• **EXERCISE BRIEF**:
Give back all the data exactly as it was written.

Collected data

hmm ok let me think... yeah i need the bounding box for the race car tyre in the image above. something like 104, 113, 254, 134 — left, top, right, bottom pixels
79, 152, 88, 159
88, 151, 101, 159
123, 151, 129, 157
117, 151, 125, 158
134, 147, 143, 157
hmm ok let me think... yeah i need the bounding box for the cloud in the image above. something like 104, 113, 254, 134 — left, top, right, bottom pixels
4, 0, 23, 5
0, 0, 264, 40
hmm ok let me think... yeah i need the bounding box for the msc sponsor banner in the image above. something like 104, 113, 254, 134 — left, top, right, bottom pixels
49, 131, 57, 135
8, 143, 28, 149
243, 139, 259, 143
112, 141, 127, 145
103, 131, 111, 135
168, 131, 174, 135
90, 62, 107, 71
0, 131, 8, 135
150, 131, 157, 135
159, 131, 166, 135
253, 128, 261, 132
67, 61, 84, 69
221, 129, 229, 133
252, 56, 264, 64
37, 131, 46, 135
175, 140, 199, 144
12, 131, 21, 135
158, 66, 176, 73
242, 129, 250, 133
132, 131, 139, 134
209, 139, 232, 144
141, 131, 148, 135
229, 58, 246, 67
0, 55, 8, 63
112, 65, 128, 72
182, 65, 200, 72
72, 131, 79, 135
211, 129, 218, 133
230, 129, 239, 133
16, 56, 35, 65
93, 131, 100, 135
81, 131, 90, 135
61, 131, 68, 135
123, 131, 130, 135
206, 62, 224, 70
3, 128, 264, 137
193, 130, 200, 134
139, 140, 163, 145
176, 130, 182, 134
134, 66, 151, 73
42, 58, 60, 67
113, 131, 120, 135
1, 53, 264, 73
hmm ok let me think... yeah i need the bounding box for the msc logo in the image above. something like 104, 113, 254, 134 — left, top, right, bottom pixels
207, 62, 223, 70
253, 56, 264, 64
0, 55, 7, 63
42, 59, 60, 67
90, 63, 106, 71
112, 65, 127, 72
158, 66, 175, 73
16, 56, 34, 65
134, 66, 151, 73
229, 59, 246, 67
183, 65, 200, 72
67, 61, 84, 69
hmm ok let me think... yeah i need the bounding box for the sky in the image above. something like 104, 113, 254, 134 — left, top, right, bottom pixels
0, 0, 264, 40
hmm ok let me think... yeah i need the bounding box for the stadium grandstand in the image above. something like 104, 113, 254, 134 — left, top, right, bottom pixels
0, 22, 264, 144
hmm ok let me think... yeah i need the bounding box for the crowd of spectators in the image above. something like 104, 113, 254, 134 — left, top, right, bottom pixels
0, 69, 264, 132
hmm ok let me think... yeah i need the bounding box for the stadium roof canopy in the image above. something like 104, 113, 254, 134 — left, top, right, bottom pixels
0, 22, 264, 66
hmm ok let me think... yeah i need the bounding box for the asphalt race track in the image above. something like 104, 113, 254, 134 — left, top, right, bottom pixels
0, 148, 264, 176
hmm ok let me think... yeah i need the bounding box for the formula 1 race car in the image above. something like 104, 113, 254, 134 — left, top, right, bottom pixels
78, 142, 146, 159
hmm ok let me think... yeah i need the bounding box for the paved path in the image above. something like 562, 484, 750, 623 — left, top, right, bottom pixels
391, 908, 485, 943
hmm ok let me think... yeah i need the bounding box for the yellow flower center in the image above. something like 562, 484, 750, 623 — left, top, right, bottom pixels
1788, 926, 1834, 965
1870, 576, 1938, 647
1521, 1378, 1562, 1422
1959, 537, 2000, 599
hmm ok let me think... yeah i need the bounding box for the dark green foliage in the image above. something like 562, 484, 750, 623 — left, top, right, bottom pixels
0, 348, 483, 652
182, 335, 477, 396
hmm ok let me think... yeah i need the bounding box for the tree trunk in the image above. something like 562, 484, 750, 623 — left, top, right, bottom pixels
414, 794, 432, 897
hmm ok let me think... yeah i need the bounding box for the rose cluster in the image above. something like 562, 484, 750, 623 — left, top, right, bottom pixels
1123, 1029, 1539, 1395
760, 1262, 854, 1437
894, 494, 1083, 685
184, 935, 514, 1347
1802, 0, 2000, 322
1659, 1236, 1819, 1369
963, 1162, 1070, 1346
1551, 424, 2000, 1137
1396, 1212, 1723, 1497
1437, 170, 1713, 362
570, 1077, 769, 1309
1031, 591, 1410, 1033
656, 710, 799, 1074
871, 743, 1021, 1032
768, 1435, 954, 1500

• **YOUR SOLUTION**:
hmm ok let me think... yeah i need the bounding box for the race car tyre in the image above. something like 104, 113, 254, 134 — left, top, right, bottom pixels
79, 152, 88, 159
88, 151, 101, 159
123, 151, 129, 157
117, 151, 125, 158
134, 147, 143, 157
hmm ok let me think... yeah i need the bounding box for the cloud in the image above. something like 104, 113, 254, 134 — left, top, right, bottom pixels
4, 0, 23, 5
0, 0, 264, 40
hmm ok let me think... yeah i need the bounding box for the msc sponsor banner in the image above. something like 104, 113, 254, 134 — left, top, right, bottom pixels
49, 131, 57, 135
8, 143, 28, 149
243, 139, 259, 143
112, 141, 127, 145
103, 131, 111, 135
168, 131, 174, 135
90, 62, 107, 71
0, 131, 8, 135
150, 131, 157, 135
159, 131, 166, 135
253, 128, 261, 132
67, 61, 84, 69
221, 129, 229, 133
252, 56, 264, 64
37, 131, 46, 135
175, 140, 199, 144
12, 131, 21, 135
158, 66, 176, 73
242, 129, 250, 133
132, 131, 139, 134
209, 139, 232, 144
141, 131, 148, 135
229, 58, 246, 67
0, 55, 8, 63
112, 65, 128, 72
182, 65, 200, 72
72, 131, 79, 135
211, 129, 218, 133
230, 129, 239, 133
16, 56, 35, 65
93, 131, 100, 135
81, 131, 90, 135
61, 131, 68, 135
123, 131, 130, 135
206, 62, 224, 70
3, 128, 264, 137
193, 130, 200, 134
139, 140, 163, 145
176, 130, 182, 134
134, 66, 151, 73
42, 58, 60, 67
113, 131, 120, 135
1, 53, 264, 73
hmm ok let me think... yeah i need the bounding box for the msc logo in the image above. something like 104, 113, 254, 134 — left, top, right, bottom pixels
207, 62, 223, 70
253, 56, 264, 64
0, 55, 7, 63
42, 59, 60, 67
90, 63, 106, 71
112, 65, 127, 72
158, 66, 175, 73
16, 56, 34, 65
134, 66, 151, 73
229, 59, 246, 67
183, 65, 200, 72
67, 61, 84, 69
hmm ok let me think... yeah i need the bounding box for the sky in the image above. something like 104, 113, 254, 134 — left, top, right, bottom pixels
0, 0, 264, 40
hmm ok let me think... yeah i need the bounding box for the stadium grandstand in the image above. something like 104, 113, 254, 134 — left, top, right, bottom pixels
0, 22, 264, 144
hmm ok let me think... yeah i need the bounding box for the crowd of spectators in the image above. something like 104, 113, 254, 134 — left, top, right, bottom pixels
0, 69, 264, 132
hmm ok let me think... yeah i need the bounding box for the stadium roof canopy in the image above. something like 104, 113, 254, 134 — left, top, right, bottom pixels
0, 22, 264, 66
hmm ok let me think... yeah i need the bounding box for the asphalt race track in the image above. something like 104, 113, 254, 134 — left, top, right, bottom pixels
0, 148, 264, 176
hmm ok let me think... yeah i need the bounding box for the formula 1 race car in the image above. something like 104, 113, 254, 134 — left, top, right, bottom pixels
78, 142, 146, 159
hmm ok let me think... yeah i need the bounding box for the paved path in the image above. something like 562, 484, 750, 623 — left, top, right, bottom pixels
391, 908, 485, 943
hmm ok let me think... yeah i need the bounding box for the yellow flower center in the image above. something like 562, 484, 750, 623 — left, top, right, bottom pixels
1788, 926, 1834, 965
1870, 576, 1938, 647
1521, 1378, 1562, 1422
1959, 537, 2000, 599
hmm ok let me think... yeah i need the bounding box for the dark green foliage in the image above. something like 562, 484, 750, 623 — left, top, right, bottom pixels
0, 348, 483, 652
182, 335, 477, 396
hmm ok let me think... yeah i need the bounding box for the tree trunk in the image above. something like 562, 484, 750, 623 — left, top, right, bottom pixels
414, 794, 432, 897
hmm ok let me think... yeah i need the bounding box for the rose cluster in the image above. something like 562, 484, 750, 623 — left, top, right, bottom pixels
1123, 1029, 1539, 1395
760, 1262, 854, 1437
894, 494, 1083, 685
184, 935, 514, 1347
1802, 0, 2000, 322
1659, 1236, 1819, 1369
963, 1162, 1070, 1346
1551, 424, 2000, 1137
1396, 1212, 1723, 1497
1437, 170, 1713, 362
570, 1077, 769, 1309
1031, 591, 1410, 1033
656, 710, 799, 1074
871, 743, 1021, 1032
768, 1435, 954, 1500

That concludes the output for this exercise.